Restate the records in full, so that each line matches the original exactly.

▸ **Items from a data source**

================================

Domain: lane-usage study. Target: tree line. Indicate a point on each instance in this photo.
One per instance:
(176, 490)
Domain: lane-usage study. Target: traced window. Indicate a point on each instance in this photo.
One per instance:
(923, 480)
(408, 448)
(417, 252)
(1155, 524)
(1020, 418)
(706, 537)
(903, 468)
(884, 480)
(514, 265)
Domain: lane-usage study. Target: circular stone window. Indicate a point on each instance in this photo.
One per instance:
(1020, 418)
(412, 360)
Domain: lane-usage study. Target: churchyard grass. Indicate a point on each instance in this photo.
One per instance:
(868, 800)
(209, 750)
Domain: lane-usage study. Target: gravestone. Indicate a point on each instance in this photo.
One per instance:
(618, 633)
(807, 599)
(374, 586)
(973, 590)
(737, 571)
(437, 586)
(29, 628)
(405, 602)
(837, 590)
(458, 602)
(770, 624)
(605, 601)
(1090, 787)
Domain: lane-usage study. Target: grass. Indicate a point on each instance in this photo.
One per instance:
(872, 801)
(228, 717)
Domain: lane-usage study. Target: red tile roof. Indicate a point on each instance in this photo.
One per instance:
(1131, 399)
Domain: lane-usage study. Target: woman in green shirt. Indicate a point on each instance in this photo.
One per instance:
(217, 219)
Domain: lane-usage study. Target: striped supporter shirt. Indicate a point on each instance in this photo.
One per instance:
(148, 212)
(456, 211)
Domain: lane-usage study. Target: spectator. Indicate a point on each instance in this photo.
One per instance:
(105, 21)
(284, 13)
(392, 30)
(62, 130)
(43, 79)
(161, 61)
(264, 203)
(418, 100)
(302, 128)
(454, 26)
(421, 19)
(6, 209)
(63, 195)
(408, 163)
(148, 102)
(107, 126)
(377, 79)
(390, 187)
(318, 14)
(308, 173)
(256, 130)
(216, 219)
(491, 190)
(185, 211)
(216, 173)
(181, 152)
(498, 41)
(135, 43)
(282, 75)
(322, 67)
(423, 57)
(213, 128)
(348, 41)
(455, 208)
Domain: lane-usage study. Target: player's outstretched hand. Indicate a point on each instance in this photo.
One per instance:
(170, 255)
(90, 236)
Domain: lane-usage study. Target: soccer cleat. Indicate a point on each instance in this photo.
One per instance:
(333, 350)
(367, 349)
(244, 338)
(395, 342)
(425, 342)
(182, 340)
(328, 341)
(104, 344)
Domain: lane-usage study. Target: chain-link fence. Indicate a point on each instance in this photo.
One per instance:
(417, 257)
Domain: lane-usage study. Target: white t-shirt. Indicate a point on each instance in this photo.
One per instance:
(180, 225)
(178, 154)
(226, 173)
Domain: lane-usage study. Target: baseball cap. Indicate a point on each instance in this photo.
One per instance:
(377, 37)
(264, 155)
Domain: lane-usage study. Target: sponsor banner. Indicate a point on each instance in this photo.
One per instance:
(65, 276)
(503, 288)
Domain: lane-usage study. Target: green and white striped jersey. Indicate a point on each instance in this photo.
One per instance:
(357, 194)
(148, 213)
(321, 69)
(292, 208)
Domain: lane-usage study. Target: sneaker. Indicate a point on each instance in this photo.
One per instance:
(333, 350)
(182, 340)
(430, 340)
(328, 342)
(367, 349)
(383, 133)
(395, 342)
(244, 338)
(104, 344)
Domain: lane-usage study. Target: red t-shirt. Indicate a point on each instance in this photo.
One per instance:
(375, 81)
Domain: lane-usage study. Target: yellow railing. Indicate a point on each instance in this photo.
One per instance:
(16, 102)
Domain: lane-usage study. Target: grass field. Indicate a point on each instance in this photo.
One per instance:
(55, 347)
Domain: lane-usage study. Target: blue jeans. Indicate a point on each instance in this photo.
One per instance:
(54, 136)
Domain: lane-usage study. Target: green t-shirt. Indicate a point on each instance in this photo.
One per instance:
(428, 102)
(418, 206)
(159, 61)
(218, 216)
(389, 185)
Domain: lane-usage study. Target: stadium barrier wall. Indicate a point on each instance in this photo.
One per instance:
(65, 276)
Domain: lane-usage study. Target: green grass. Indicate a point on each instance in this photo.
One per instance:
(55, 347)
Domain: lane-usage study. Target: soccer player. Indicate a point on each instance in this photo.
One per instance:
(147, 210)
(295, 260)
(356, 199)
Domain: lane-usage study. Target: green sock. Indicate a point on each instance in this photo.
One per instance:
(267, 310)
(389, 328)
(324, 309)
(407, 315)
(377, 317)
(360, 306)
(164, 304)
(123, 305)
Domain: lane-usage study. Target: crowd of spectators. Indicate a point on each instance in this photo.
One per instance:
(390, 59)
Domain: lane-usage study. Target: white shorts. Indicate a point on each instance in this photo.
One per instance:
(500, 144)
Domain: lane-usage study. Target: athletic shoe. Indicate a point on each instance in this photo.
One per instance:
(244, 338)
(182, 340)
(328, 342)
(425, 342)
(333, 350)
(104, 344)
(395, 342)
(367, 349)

================================

▸ **Result for this task**
Domain: lane-usage study. Target: tree line. Indicate a point on each instance in this photo.
One per instance:
(176, 490)
Domain: lane-usage study. Target: traced window. Indicate a point on each instance in this photo.
One per instance:
(923, 480)
(408, 448)
(417, 252)
(1155, 524)
(1020, 418)
(706, 537)
(903, 468)
(884, 480)
(514, 265)
Domain: lane-usage study. Target: circular stone window. Indicate a point on each instance in this photo.
One per instance:
(1020, 418)
(412, 360)
Domain: lane-usage study. Target: churchyard grass. Indicate a point on each instance in this photo.
One per instance:
(868, 800)
(209, 750)
Domain: lane-usage study. Target: gravestone. Indicate a point on each instance in this photo.
One per instance:
(618, 633)
(807, 599)
(374, 586)
(973, 590)
(737, 571)
(437, 586)
(29, 628)
(405, 602)
(837, 590)
(458, 602)
(770, 624)
(605, 601)
(1090, 787)
Domain: lane-usage study. Target: grass. Indicate a point on each instance in this photo.
One per instance:
(872, 801)
(228, 717)
Domain: lane-usage study. Target: red tile roof. Indicate a point on each instance in this photo.
One per instance:
(1131, 399)
Domain: lane-usage study. Target: woman in green shirt. Indicate a point on each instance in this photo.
One per instance:
(217, 219)
Domain: lane-usage study. Target: striped supporter shirt. Indicate a point on each instance in this photo.
One per instance:
(148, 212)
(456, 211)
Domain: lane-usage study. Target: spectator. Indicate a point on each instance in this photo.
One per instance:
(105, 21)
(284, 13)
(392, 30)
(62, 130)
(43, 79)
(161, 61)
(264, 203)
(418, 100)
(302, 128)
(454, 26)
(421, 19)
(6, 209)
(63, 195)
(408, 163)
(148, 102)
(107, 126)
(377, 79)
(390, 187)
(318, 14)
(308, 173)
(256, 130)
(216, 219)
(491, 190)
(185, 211)
(216, 173)
(181, 152)
(498, 41)
(135, 43)
(282, 75)
(322, 67)
(423, 57)
(213, 128)
(348, 41)
(455, 208)
Domain: lane-usage study. Target: player's outstretched hand. Indicate a point on each instance in this photo.
One per instance:
(170, 255)
(90, 236)
Domain: lane-usage study. Target: soccer cleat. Indicate a point on each instance in this photo.
One per instance:
(333, 350)
(367, 349)
(244, 338)
(395, 342)
(425, 342)
(182, 340)
(328, 341)
(104, 344)
Domain: lane-usage study. Target: chain-link fence. Indicate a point on each instance in this photo.
One per instance:
(417, 257)
Domain: lane-usage study. Target: white t-shirt. Indicate a point on each instance in this photo.
One per instance:
(180, 225)
(178, 154)
(226, 173)
Domain: lane-usage study. Target: baseball cap. Indicate a point on each instance in this photo.
One per instance:
(377, 37)
(264, 155)
Domain: lane-usage study. Target: sponsor banner. Indicate a point on each instance in this photo.
One per instance:
(65, 276)
(503, 288)
Domain: lane-usage study. Target: green and white striped jersey. Indicate a point on each instance in this photo.
One per instance:
(357, 194)
(148, 213)
(321, 69)
(292, 208)
Domain: lane-usage study. Target: sneaker. Indicate a point on each instance in this photo.
One per instance:
(333, 350)
(182, 340)
(430, 340)
(328, 342)
(367, 349)
(383, 133)
(395, 342)
(244, 338)
(104, 344)
Domain: lane-usage study. Target: red t-shirt. Indicate a point on each instance in this photo.
One per instance:
(375, 81)
Domain: lane-usage study. Target: yellow railing. Indicate a point on each instance in this photo.
One per instance:
(16, 102)
Domain: lane-usage study. Target: grass field. Indicate a point on each instance in this photo.
One per instance:
(55, 347)
Domain: lane-usage study. Target: blue jeans. Indicate a point on each instance in this photo.
One per instance:
(54, 136)
Domain: lane-usage study. Target: green t-shirt. Indicate a point on each instance in this photo.
One per instance:
(428, 102)
(418, 206)
(159, 61)
(218, 216)
(389, 185)
Domain: lane-usage study. Target: stadium barrier wall. Indicate a point on each instance in this photo.
One per instance:
(65, 276)
Domain: lane-usage study. Target: green grass. Indicate a point on each instance in this photo.
One per instance:
(55, 347)
Domain: lane-usage study. Target: soccer player. Indicate a point on each instance in this photo.
One per instance:
(147, 210)
(295, 260)
(356, 199)
Domain: lane-usage study. Target: green sock. Indicate a point on each instance in this photo.
One per instance:
(267, 310)
(389, 328)
(324, 309)
(407, 315)
(377, 317)
(360, 306)
(164, 304)
(123, 305)
Domain: lane-usage study. Target: crowd of spectators. Indicate a point on each instance in this photo.
One per instance:
(390, 59)
Domain: lane-usage study. Target: white shorts. Indicate a point on each instance in this photo.
One per instance:
(500, 144)
Domain: lane-usage study. Target: athletic shoe. Indicate a point on each instance in this photo.
One per instance:
(244, 338)
(182, 340)
(328, 342)
(425, 342)
(333, 350)
(104, 344)
(395, 342)
(367, 349)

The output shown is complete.